From scratch — An LSTM model to predict commodity prices

Vinay Arun
8 min readJan 7, 2018

--

Image by François Deloche, via Wikimedia Commons

I am neither a data scientist nor a programmer. However, driven by curiosity and the amount of resources available online, I embarked on a mini-project to build a machine learning system that can predict a commodity’s price at some future time period. The particular case being - Brent crude prices for the next month.

This article is an explanation of how I went about the process and the model that was finally built.

How can you use this article? I hope it serves as an introductory guide for you to work with LSTM models. Why are LSTMs important — because they are the practical way of implementing Recurrent Neural Networks (RNNs) and RNNs hold a lot of promise as explained in this wonderful article by Andrej Karpathy. You may also use this code on a new dataset for your own application. I would be happy if it is of any help to the reader.

■ ENTRIES SUPPLIED:
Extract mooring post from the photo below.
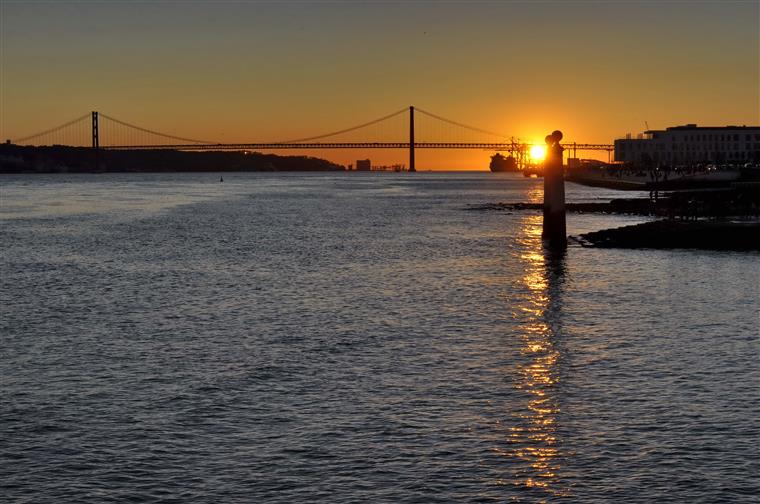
[92,111,100,172]
[409,107,417,172]
[541,130,567,248]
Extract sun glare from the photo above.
[530,145,546,161]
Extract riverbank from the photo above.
[467,184,760,220]
[571,220,760,251]
[0,144,345,173]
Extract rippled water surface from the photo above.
[0,173,760,503]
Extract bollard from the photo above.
[541,130,567,249]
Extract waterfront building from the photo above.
[615,124,760,166]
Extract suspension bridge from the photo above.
[7,107,614,171]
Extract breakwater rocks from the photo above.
[466,198,655,215]
[467,185,760,220]
[574,220,760,251]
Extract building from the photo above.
[615,124,760,166]
[356,159,372,171]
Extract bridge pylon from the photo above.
[92,110,100,172]
[409,107,417,172]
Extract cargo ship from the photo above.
[489,152,517,172]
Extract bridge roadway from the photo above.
[100,142,614,152]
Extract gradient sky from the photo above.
[0,0,760,169]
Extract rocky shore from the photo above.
[573,220,760,251]
[467,185,760,251]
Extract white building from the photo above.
[615,124,760,166]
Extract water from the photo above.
[0,173,760,503]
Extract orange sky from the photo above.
[0,1,760,170]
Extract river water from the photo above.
[0,173,760,503]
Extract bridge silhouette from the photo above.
[8,107,614,171]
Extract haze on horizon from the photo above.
[0,0,760,170]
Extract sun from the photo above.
[530,145,546,161]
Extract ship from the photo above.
[489,152,517,172]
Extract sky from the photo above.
[0,0,760,170]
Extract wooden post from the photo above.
[541,130,567,249]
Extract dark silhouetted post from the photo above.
[92,112,100,171]
[541,131,567,248]
[409,107,417,171]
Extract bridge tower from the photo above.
[409,107,417,172]
[92,111,100,172]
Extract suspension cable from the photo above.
[100,112,219,144]
[414,107,508,138]
[275,108,409,144]
[13,112,90,143]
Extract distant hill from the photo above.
[0,144,345,173]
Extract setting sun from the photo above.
[530,145,546,161]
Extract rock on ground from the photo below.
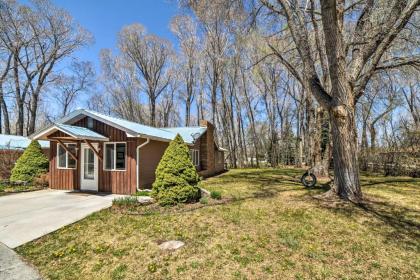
[159,240,185,250]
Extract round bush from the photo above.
[10,140,49,182]
[152,134,200,206]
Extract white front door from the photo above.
[80,144,98,192]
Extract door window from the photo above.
[83,148,95,180]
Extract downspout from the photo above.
[136,138,150,191]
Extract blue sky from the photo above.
[53,0,179,72]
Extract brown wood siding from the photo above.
[49,117,224,194]
[50,117,137,194]
[138,139,169,188]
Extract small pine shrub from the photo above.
[210,191,222,199]
[112,196,137,206]
[152,134,200,206]
[135,190,151,196]
[10,140,49,182]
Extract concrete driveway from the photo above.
[0,190,118,248]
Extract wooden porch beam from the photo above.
[55,139,77,161]
[83,139,102,161]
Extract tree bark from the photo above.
[330,105,362,202]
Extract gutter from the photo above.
[136,137,150,191]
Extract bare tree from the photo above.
[261,0,419,201]
[100,49,147,122]
[119,24,172,126]
[0,0,92,135]
[52,61,95,117]
[171,16,201,126]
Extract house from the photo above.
[31,109,225,194]
[0,134,50,180]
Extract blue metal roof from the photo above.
[58,109,207,144]
[55,124,108,141]
[0,134,50,150]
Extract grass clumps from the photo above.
[152,134,200,206]
[10,140,49,182]
[210,191,222,200]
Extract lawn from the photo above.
[17,169,420,279]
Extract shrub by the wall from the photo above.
[152,134,200,205]
[10,140,49,182]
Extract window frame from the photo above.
[56,143,77,170]
[190,149,200,167]
[103,141,127,171]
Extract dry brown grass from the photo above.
[17,169,420,279]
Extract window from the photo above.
[57,143,77,169]
[87,117,93,128]
[104,143,126,170]
[190,150,200,166]
[217,151,224,164]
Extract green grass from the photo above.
[0,184,43,196]
[17,169,420,279]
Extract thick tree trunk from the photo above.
[360,122,368,171]
[330,105,362,202]
[185,99,191,126]
[312,108,329,177]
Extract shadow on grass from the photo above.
[362,179,417,187]
[320,197,420,250]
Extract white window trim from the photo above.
[56,143,77,169]
[103,142,127,171]
[190,149,200,167]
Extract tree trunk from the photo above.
[330,105,362,202]
[150,98,156,127]
[27,93,39,135]
[185,99,191,126]
[360,122,368,171]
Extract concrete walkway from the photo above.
[0,243,41,280]
[0,190,118,247]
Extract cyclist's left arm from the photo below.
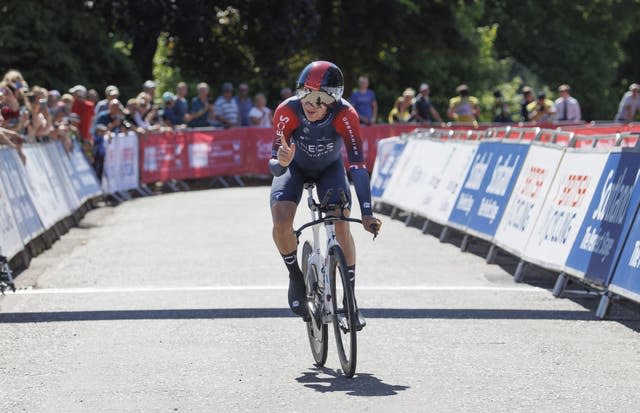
[334,105,380,233]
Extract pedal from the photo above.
[0,255,16,295]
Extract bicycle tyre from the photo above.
[302,241,329,367]
[328,245,358,378]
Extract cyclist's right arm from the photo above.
[269,100,299,176]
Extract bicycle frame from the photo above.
[296,184,362,324]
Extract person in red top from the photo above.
[69,85,95,141]
[269,61,381,329]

■ YOUR OBJECTIVE: Can you resume the LSTM price-prediction article right after its final sentence? The entries are separate material, unrelated to the LSTM price-prediction article.

■ TASK OUTPUT:
I have uploaded the code and the dataset used for this project in a Github repository. Do go through the dataset which is a .csv file so that you understand this example better.

If you need more information on these concepts, I am listing below the resources that helped me a lot and have also served as inspiration for me. You can go through them for in depth understanding.

  1. Frank Kane’s book on Python programming
  2. Dr. Jason Brownlee’s website
  3. Siraj Raval’s youtube channel

As previously mentioned, I am not a data scientist or a programmer, however I had completed the very popular Andrew Ng Coursera course two years back and have a basic understanding of machine learning. Also as an engineer I have learnt C programming in the past and can understand and do programming. In my opinion though, even without past formal training in machine learning you can build this system I am describing in this article. Of course some basic coding skills are helpful for such a project.

My idea for this project was pretty straightforward. The prices of commodities are obviously linked to the global economy in general and of course supply-demand dynamics. Both these aspects are reflected in the behavior of price movements of commodities. So, there must be a relationship between the past price movements of Brent crude and other commodities with the future price of Brent over a short horizon, like one month.

Brent price for next month = f(Price trend of Brent crude and other commodities up till this month)

Thus I explored, using this data available to the current month how well can the price for the next month be forecast.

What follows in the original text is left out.